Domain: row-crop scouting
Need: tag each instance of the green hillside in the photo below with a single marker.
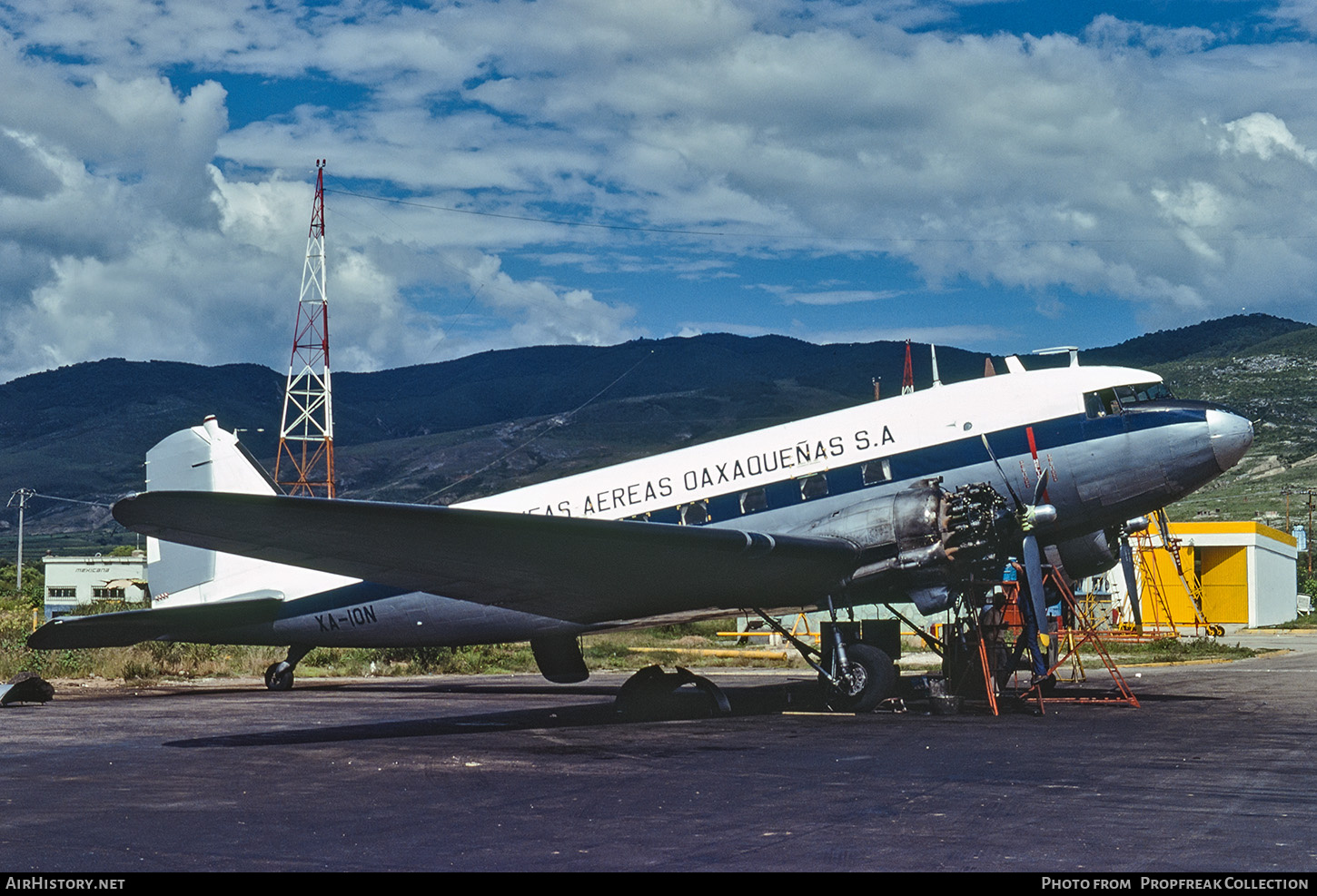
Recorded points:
(441, 433)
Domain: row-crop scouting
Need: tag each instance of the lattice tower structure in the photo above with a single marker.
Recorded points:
(304, 463)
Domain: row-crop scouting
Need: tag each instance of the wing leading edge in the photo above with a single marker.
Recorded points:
(561, 567)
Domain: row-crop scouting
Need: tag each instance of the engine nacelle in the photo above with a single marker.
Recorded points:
(922, 539)
(1091, 554)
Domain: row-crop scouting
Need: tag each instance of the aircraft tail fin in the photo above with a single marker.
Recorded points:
(211, 459)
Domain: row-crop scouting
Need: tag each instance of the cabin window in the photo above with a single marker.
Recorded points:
(1142, 392)
(813, 486)
(754, 500)
(694, 513)
(1101, 404)
(876, 471)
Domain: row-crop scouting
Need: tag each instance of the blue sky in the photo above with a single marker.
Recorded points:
(995, 175)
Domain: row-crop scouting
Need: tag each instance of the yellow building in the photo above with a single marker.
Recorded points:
(1243, 574)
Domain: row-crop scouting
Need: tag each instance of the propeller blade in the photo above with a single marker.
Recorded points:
(1041, 487)
(1033, 558)
(1132, 583)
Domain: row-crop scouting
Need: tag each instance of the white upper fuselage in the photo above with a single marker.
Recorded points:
(795, 450)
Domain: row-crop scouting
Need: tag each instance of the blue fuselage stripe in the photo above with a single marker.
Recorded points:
(967, 451)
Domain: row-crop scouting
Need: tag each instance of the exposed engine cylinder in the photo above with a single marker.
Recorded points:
(928, 537)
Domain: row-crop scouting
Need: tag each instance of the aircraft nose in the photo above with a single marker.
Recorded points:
(1231, 436)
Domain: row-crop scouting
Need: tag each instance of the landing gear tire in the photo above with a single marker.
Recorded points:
(871, 678)
(280, 676)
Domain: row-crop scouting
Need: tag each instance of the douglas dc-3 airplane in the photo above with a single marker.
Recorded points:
(895, 500)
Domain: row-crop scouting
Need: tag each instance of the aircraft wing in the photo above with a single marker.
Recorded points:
(581, 570)
(187, 623)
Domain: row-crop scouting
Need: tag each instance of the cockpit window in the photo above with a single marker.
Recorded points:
(1142, 392)
(1108, 401)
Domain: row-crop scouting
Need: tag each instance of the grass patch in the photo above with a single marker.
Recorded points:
(1173, 650)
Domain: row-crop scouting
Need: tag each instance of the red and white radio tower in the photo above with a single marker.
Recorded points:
(304, 465)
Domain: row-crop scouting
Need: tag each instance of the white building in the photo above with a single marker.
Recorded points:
(72, 580)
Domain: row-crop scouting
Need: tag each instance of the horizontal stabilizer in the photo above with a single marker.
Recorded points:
(199, 623)
(582, 570)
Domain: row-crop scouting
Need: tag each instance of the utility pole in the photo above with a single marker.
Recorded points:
(21, 497)
(304, 463)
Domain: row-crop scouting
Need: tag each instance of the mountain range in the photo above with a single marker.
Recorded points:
(445, 432)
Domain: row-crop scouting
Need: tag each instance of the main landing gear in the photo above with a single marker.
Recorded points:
(278, 676)
(857, 674)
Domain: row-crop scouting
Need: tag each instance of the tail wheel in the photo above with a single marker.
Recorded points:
(871, 678)
(278, 676)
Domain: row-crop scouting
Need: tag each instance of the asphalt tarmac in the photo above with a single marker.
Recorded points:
(1214, 773)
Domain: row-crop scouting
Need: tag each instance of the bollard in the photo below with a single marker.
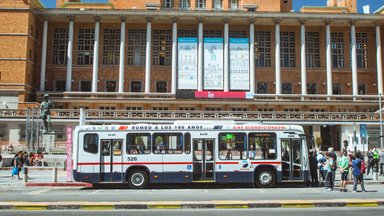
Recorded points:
(54, 174)
(25, 171)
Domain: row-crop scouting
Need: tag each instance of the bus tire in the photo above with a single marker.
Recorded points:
(137, 179)
(265, 177)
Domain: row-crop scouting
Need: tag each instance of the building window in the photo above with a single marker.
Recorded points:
(184, 4)
(217, 4)
(137, 39)
(336, 88)
(85, 86)
(212, 33)
(286, 88)
(161, 86)
(312, 46)
(362, 50)
(361, 89)
(60, 85)
(200, 4)
(162, 47)
(111, 46)
(168, 3)
(263, 48)
(187, 33)
(135, 86)
(233, 4)
(237, 34)
(311, 88)
(85, 47)
(60, 46)
(262, 88)
(287, 49)
(110, 86)
(337, 49)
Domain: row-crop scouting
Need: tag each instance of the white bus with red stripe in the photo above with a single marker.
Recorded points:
(187, 152)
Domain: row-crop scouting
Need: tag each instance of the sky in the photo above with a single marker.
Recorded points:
(297, 4)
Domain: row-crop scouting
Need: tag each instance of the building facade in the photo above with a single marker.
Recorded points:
(160, 60)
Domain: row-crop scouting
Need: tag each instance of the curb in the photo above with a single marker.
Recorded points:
(189, 205)
(58, 184)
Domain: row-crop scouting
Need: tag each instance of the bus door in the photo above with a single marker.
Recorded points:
(292, 159)
(111, 160)
(203, 159)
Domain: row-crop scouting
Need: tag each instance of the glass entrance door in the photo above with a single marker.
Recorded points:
(291, 158)
(111, 160)
(203, 159)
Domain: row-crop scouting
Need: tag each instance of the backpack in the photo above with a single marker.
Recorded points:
(362, 167)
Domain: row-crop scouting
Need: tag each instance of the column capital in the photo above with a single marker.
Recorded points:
(302, 21)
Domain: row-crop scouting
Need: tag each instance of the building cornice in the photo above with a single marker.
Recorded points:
(210, 14)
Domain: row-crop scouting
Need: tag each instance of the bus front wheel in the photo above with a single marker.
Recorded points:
(137, 179)
(265, 177)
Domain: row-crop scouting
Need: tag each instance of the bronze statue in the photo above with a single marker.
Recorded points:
(45, 114)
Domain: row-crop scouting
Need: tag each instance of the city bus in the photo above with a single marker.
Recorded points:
(190, 152)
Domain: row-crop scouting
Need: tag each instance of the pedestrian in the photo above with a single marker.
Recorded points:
(344, 169)
(313, 168)
(370, 161)
(329, 167)
(357, 173)
(17, 165)
(381, 161)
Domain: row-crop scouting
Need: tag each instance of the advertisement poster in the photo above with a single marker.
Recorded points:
(239, 63)
(213, 64)
(187, 63)
(69, 153)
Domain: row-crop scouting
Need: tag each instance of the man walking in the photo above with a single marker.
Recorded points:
(381, 161)
(344, 168)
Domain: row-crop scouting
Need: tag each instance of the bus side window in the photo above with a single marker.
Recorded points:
(187, 143)
(91, 143)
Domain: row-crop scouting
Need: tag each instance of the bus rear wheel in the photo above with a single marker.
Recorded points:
(265, 177)
(137, 179)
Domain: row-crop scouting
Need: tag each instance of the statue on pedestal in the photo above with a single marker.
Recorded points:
(45, 114)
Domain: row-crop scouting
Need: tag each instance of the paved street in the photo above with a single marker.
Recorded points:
(210, 212)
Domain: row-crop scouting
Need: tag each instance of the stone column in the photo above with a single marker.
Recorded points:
(226, 56)
(148, 57)
(252, 56)
(354, 62)
(328, 57)
(200, 57)
(44, 56)
(95, 74)
(68, 83)
(122, 55)
(379, 61)
(303, 60)
(174, 55)
(277, 58)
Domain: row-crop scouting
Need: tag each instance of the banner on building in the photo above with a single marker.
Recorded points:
(363, 134)
(187, 63)
(69, 153)
(239, 63)
(213, 64)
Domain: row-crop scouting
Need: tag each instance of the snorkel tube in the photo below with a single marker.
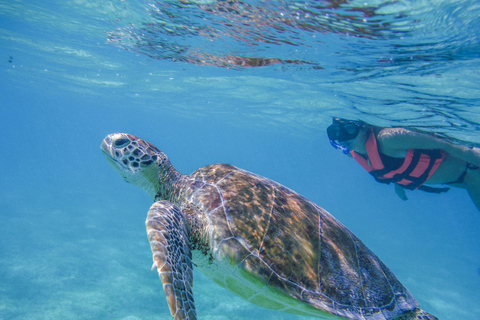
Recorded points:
(345, 150)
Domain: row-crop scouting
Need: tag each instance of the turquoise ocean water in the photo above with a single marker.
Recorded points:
(185, 76)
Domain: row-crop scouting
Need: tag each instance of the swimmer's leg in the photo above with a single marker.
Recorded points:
(472, 184)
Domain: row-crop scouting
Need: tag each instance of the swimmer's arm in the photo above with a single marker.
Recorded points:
(392, 141)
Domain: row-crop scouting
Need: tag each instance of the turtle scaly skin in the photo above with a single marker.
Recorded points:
(257, 238)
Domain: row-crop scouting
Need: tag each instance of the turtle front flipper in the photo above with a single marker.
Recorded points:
(170, 243)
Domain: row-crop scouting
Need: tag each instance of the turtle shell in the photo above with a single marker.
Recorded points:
(282, 248)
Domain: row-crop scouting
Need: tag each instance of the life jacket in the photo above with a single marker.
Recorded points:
(417, 167)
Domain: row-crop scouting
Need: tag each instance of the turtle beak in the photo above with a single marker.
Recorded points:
(106, 147)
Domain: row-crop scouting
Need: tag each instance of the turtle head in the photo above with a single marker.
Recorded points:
(139, 162)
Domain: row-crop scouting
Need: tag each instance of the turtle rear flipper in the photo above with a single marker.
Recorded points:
(417, 314)
(169, 241)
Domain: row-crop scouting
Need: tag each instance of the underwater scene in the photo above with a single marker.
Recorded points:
(251, 83)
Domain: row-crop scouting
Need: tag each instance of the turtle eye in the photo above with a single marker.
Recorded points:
(120, 143)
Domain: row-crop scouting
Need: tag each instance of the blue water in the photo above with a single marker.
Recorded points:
(72, 235)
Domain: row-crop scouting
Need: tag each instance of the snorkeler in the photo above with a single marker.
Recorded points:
(408, 159)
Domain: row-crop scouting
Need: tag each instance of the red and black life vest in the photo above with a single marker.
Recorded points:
(411, 173)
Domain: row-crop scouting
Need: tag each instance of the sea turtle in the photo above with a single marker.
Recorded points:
(256, 238)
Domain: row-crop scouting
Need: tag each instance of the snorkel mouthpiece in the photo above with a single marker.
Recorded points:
(344, 149)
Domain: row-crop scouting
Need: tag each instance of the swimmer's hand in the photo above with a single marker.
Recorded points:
= = = = =
__QUÉ HAY QUE HACER__
Saca todas las filas que tengan la palabra "door", respetando mayúsculas y minúsculas.

__RESPUESTA COMPLETA__
Need: tag each instance of the bus door in the photo above with a single marker.
Need: tag each instance of the glass entrance door in the photo above with a single marker.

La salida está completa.